▶ ACTIVITY: Gather every line of the entries that includes the word "below".

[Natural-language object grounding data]
▶

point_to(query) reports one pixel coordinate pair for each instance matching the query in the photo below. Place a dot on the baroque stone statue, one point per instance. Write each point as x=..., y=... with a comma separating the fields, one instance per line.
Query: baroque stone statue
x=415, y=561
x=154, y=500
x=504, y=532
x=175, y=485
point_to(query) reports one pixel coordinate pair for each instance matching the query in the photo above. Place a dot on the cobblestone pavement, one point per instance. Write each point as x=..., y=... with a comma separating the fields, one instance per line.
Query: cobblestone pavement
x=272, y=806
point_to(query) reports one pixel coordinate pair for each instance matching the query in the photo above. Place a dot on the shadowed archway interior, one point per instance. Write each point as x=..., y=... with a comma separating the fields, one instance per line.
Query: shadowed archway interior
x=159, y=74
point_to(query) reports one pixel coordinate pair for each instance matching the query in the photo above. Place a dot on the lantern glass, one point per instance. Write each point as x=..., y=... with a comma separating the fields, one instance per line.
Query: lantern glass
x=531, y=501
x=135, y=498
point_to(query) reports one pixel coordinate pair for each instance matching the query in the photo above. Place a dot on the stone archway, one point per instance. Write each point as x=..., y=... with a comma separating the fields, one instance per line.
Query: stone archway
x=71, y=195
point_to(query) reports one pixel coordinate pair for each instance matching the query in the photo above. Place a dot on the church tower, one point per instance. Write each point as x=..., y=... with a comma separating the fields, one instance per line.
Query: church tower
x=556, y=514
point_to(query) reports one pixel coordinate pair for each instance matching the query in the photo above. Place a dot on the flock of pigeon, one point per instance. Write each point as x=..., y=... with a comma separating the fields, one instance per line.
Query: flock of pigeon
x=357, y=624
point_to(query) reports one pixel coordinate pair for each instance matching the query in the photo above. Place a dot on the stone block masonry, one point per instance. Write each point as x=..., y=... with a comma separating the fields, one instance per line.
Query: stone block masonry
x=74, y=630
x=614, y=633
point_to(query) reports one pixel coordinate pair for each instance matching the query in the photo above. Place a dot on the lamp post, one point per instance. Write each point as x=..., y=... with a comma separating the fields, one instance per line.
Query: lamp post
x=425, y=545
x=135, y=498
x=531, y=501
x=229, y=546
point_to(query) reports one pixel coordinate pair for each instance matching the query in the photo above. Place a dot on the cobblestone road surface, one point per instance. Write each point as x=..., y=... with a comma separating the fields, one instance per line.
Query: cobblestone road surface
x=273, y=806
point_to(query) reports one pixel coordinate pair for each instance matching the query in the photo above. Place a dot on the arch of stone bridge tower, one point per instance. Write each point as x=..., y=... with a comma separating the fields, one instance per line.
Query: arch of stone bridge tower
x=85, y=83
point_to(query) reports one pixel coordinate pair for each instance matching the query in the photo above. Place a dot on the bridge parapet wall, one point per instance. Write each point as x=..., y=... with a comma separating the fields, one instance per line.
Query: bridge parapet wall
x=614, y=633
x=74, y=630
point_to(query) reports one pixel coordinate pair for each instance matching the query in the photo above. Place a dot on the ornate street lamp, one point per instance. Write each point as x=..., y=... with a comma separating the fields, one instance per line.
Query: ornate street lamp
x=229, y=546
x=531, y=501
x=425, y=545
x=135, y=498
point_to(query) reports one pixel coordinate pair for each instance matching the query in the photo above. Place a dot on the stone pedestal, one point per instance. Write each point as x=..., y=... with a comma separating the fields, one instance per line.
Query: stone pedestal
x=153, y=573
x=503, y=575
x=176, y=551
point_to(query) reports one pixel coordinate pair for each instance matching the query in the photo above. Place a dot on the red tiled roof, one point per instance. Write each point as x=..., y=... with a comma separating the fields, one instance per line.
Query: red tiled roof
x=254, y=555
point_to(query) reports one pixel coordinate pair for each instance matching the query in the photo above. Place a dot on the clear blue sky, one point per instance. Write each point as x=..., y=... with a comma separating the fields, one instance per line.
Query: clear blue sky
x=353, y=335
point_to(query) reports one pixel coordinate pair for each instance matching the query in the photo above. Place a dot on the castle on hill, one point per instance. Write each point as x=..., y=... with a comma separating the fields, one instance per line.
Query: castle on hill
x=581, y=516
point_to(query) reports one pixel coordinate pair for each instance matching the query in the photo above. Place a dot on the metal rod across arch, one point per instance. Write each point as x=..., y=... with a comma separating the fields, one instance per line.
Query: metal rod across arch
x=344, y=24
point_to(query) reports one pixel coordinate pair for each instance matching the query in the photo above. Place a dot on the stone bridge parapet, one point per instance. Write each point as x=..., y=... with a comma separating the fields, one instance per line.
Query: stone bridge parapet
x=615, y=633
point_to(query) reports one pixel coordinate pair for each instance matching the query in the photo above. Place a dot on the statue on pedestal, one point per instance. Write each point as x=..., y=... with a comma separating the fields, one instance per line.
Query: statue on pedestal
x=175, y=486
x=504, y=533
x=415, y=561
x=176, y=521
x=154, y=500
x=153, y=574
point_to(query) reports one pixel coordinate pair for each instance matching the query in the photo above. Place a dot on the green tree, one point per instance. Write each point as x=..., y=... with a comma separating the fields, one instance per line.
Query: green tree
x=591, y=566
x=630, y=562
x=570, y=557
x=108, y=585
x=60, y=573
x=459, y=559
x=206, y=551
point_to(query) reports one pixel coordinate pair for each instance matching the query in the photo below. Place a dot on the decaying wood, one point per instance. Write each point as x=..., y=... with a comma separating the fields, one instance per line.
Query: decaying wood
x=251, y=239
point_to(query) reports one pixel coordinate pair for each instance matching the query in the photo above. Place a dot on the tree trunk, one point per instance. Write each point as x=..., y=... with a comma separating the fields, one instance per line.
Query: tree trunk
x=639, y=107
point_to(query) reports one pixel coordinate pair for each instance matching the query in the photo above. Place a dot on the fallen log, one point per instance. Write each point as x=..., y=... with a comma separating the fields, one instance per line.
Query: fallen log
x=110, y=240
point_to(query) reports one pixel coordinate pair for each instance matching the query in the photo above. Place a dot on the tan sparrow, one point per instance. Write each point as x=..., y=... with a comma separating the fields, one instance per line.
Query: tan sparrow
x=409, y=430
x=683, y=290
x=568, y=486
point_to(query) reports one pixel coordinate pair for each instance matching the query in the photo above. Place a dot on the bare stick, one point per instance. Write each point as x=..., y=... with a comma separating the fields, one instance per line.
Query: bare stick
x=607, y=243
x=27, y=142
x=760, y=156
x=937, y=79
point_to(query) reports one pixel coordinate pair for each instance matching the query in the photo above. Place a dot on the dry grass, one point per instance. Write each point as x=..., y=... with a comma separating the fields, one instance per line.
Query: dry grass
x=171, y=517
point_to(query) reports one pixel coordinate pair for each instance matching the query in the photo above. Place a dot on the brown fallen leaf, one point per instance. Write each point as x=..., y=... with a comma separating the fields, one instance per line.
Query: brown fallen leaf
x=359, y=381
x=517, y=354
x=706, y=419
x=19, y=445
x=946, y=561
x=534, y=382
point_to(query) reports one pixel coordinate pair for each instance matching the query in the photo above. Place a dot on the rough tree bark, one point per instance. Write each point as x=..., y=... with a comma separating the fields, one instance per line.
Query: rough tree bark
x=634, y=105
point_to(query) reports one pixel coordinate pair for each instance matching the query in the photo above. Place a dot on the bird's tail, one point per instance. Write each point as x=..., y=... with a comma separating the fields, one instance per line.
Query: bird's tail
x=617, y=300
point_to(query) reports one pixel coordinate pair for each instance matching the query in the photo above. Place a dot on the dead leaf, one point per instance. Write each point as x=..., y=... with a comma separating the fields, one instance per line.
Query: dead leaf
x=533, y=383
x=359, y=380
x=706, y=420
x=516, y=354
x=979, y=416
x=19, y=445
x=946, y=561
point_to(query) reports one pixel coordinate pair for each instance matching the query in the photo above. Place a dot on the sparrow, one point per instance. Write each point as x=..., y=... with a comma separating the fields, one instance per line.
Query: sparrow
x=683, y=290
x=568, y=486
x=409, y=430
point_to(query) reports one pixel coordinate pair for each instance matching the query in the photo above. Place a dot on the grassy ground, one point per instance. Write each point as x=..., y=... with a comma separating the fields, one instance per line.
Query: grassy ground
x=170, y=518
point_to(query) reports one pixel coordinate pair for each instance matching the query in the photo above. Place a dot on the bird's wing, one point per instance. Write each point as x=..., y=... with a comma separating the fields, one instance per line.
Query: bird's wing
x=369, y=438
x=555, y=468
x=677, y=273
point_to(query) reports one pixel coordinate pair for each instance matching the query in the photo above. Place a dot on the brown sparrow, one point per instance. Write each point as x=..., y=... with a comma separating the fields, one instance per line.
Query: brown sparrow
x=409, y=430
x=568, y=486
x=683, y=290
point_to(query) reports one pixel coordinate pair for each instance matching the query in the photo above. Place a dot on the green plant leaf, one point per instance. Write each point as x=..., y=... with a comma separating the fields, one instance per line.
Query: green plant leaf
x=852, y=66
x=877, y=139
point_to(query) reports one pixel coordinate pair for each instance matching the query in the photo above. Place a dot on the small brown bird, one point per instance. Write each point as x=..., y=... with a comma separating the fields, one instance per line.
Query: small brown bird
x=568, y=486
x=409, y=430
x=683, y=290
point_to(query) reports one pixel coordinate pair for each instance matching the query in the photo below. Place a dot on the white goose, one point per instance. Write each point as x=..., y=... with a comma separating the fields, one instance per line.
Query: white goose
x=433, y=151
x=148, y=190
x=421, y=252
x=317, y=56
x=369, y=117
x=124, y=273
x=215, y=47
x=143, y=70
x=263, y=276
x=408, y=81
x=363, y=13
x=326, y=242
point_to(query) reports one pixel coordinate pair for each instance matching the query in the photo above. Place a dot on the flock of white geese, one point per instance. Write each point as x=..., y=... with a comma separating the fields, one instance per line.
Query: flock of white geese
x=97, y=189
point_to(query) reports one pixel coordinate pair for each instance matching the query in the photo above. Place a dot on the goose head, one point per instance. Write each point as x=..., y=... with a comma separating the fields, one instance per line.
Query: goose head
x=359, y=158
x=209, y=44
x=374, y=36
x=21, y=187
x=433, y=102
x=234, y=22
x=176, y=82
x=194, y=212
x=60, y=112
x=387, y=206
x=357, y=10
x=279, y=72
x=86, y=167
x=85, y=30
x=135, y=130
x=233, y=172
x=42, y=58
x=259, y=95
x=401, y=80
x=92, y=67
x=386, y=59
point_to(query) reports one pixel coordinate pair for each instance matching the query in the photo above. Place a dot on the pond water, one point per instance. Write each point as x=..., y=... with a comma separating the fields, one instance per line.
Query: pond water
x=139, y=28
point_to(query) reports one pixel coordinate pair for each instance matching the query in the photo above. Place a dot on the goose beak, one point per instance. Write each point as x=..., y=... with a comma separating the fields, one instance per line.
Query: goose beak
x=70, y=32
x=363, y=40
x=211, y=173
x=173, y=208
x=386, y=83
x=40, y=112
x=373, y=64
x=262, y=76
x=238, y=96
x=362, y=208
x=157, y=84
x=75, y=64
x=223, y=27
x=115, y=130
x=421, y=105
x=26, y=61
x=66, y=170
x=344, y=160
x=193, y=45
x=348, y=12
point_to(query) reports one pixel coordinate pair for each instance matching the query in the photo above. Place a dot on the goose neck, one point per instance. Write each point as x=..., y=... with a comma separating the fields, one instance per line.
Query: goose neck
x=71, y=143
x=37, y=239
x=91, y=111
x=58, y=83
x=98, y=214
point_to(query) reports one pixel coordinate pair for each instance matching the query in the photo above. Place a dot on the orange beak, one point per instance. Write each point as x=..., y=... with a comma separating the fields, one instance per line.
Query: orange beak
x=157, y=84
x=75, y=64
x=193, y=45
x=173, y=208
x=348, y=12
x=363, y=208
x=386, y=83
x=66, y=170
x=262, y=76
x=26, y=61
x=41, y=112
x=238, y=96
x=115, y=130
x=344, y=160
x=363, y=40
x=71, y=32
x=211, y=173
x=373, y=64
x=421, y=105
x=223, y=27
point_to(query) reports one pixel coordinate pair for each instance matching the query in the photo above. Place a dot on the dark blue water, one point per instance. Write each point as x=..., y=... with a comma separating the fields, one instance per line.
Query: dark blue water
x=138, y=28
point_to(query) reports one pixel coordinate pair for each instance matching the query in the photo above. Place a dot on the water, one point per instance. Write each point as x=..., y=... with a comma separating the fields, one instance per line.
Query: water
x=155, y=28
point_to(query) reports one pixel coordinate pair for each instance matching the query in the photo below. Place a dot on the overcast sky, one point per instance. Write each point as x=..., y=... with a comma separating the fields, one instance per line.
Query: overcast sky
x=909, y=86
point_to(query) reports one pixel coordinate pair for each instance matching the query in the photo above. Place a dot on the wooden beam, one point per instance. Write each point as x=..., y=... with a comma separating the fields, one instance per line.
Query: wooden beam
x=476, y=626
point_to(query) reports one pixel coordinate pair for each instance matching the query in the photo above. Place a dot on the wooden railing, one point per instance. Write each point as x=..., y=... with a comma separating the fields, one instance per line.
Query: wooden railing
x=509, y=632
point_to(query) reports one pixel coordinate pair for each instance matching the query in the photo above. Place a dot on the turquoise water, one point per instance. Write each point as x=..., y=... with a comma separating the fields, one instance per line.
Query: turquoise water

◀

▶ SOLUTION TO THIS PROBLEM:
point_to(query) reports one pixel coordinate pair for each instance matching the query in the photo below. Place a dot on the baroque stone statue, one point per instance. Write each point as x=..., y=... with a comma separating the fields, one instance per line.
point_to(query) reports one pixel coordinate pair for each instance matching the query in the photo below. Place a dot on the decaying wood, one point per instance. Write each point as x=..., y=... with a comma separating the fields, one instance per line.
point_to(query) reports one pixel coordinate pair for each instance matching the query in the photo below. Place a dot on the white goose, one point per instance. Write each point as x=..., y=... with a comma separating the fields, one instance per line.
point_to(query) reports one pixel coordinate pair for each instance matching the query in the photo below. Place a dot on the overcast sky, one point per instance. Write each point as x=..., y=... with a comma separating the fields, one instance per line.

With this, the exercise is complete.